EXERCISE DIRECTIONS ::
Can you edit the items from the very first line through the line that contains "328), (749, 281)]]", changing "boy's thigh" to "boy's leg" and keeping everything else the same?

--- BEGIN ---

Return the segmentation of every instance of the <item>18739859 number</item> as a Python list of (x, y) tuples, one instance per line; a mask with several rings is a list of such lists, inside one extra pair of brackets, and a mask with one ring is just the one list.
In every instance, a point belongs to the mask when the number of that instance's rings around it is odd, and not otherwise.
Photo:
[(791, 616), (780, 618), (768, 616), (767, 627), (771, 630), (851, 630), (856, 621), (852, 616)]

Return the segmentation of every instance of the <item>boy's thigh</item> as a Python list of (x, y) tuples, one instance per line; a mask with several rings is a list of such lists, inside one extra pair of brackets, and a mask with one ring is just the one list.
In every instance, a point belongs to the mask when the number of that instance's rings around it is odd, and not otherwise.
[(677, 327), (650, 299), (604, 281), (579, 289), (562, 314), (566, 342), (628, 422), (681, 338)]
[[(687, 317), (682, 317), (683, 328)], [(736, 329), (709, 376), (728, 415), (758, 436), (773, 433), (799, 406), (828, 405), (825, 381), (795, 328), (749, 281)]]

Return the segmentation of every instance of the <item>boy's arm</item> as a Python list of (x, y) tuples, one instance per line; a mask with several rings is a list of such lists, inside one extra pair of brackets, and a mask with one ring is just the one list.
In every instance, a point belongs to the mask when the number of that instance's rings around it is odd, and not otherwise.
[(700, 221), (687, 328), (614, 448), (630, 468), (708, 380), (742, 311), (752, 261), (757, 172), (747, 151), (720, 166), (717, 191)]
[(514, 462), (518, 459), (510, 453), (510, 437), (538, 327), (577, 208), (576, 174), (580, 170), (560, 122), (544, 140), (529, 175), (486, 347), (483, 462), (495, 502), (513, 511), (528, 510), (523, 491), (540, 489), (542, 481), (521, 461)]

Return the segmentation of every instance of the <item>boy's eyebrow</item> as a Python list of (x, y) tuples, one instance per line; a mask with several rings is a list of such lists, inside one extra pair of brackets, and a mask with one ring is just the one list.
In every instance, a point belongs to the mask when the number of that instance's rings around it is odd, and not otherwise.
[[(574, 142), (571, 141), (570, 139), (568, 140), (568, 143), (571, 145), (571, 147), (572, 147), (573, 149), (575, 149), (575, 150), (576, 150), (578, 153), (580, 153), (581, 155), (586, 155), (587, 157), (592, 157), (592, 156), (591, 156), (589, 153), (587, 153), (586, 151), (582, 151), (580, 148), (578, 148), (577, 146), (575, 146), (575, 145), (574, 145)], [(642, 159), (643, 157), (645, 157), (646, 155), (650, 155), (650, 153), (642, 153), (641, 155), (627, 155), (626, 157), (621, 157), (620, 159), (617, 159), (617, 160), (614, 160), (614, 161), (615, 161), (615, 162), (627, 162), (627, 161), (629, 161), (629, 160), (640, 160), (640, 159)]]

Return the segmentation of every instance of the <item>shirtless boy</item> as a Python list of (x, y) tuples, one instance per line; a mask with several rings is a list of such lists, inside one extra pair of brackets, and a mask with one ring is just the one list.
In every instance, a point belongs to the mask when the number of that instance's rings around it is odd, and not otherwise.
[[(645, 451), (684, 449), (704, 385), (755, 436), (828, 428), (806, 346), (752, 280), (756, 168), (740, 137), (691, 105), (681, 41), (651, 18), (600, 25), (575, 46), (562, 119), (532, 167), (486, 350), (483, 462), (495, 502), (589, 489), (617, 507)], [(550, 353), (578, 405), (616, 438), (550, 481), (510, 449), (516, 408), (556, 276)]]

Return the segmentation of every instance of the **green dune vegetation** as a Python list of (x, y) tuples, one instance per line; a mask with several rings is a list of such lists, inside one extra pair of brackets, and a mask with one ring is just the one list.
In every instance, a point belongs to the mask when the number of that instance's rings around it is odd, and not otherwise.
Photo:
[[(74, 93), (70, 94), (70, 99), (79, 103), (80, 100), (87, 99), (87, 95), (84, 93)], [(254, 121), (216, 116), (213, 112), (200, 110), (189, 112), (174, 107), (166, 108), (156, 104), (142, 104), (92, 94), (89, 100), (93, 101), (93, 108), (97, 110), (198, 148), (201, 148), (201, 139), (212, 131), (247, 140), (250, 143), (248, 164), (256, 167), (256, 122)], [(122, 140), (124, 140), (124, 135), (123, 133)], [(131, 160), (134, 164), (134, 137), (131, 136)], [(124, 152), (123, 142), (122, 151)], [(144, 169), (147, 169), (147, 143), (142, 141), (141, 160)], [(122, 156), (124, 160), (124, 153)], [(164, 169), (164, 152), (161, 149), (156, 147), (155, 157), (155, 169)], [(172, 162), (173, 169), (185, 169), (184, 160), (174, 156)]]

--- END ---

EXERCISE RESPONSE ::
Return the segmentation of every instance of the <item>18739859 number</item> as a Python list of (x, y) tuples, one instance per line; a mask with several rings is a list of such lists, inside one extra pair of brackets, and a mask with one ring is just the one list.
In every instance, a point belongs to the mask when the number of that instance's rings around it is odd, and not otherwise.
Photo:
[(791, 616), (780, 618), (768, 616), (767, 627), (771, 630), (851, 630), (856, 621), (852, 616)]

Return the segmentation of every instance of the <item>boy's leg</item> as a Python list of (x, y) tuples, one instance per line; a mask with several rings is a list of such lists, inside one extra pair of brackets, and a mask with one ring is just the one list.
In every instance, a point belongs to the mask when the number of that instance's rings around it is odd, and not otherwise.
[(677, 327), (650, 299), (604, 281), (579, 289), (562, 314), (566, 342), (628, 422), (681, 338)]
[[(687, 317), (682, 317), (683, 328)], [(736, 329), (709, 376), (728, 415), (758, 436), (773, 433), (799, 406), (828, 405), (825, 381), (795, 328), (749, 281)]]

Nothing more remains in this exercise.